• _Source excerpt_

•••

A survey of the estate which was carried out in 1579 when George
Clifford became the 3rd Earl of Cumberland 1 is
now to be found in the archives of the Yorkshire Archaeological
Society in Leeds, and was photographed for transcription by kind
permission of the owner of the survey, Mr Sebastian Fattorini of
Skipton castle.
On first sight, the
1579 Clifford survey appears to be merely a catalogue of the holdings
of a large number of North Craven residents who are otherwise unknown
to history, and therefore of limited historical interest. The aim of
this article is to show however that, when the information in the
1579 survey is considered in conjunction with other sources, it is
found to be one of the most important surviving documentary sources
for North Craven, providing interesting new insights into life in
both the 16th and other centuries.
The estate, the surveys and the tenurial arrangements
Figure 1 shows the
location of the Clifford holdings in Ribblesdale, Littondale and
Langstrothdale in 1579. Earlier surveys of the estate survive from
1314, on the death of Henry Percy 2 from 1499, when
another Henry Percy became the 5th Earl of Northumberland
3 and from 1520 4, when the 1499 survey was updated.
The 1579 survey is the last substantial survey of the estate, the
near bankruptcy of the 3rd Earl of Cumberland at the
beginning of the 17th century causing a sale of estate
assets and reducing the incentive of later lords of the manor to
produce estate surveys.
Perhaps
the most surprising revelation of the 1579 survey is the feudal
nature of life in North Craven in the 16th century. In
many parts of England feudalism came to an end in the 14th
century, when the Black Death created shortages of tenants and
enabled survivors to accumulate land. This did not happen in North
Craven however, the predominant holding in the Clifford estate in
1579 still being the oxgang, the same subsistence holding as in
earlier centuries. The Long Preston section of the 1579 survey even
reminded the at-will tenants that they held their land by socage,
and were not entitled to make wills. On the death of a tenant, it was
the manor court which determined who should inherit, although the
survey shows that the inheritor was usually the first son.
Daughters
were not allowed to inherit tenancies and, where there was no male
heir, a property reverted to the lord of the manor to “demise at
his pleasure”. If the male heir was under age when his father
died, his mother could assume the tenancy until her son came of age,
when she became entitled to a third or “ moitie” (half) of the
property, provided she did not re-marry. This perhaps suggests that
properties were of 2 or 3 bay construction, the widow being entitled
to one bay.

•••

According to the excerpt on the 1579 Clifford survey, where is that survey now held?

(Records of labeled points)

•••

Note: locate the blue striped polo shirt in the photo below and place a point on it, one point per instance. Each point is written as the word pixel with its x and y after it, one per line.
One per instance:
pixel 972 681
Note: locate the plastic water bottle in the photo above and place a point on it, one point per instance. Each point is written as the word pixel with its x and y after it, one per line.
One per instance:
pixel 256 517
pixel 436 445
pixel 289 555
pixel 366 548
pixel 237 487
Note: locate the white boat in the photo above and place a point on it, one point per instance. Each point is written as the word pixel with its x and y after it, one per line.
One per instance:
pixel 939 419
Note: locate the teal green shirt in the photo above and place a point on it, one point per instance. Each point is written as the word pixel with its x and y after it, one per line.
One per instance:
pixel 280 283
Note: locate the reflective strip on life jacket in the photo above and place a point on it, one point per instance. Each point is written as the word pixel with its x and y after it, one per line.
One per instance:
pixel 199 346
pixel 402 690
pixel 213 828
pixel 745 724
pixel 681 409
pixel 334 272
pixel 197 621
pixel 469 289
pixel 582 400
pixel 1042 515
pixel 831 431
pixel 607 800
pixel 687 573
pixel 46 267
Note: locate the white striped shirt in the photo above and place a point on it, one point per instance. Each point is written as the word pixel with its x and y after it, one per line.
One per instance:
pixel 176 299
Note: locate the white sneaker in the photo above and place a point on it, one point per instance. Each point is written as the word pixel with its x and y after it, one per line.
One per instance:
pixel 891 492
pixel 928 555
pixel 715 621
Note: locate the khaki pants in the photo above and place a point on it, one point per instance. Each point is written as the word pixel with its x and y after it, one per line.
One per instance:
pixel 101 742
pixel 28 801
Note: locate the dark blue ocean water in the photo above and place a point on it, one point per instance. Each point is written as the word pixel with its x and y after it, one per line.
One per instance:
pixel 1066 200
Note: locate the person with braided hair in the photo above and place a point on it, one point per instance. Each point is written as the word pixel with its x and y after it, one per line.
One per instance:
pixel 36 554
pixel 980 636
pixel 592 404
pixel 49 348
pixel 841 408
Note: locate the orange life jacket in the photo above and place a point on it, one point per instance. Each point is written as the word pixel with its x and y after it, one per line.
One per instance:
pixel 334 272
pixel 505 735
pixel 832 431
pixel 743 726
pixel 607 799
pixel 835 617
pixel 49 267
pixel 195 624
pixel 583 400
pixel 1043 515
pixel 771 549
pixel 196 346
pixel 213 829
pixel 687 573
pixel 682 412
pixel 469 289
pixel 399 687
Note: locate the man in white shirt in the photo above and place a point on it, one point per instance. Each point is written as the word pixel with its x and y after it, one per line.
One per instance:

•••

• _Result of the exercise_
The archives of the Yorkshire Archaeological Society in Leeds.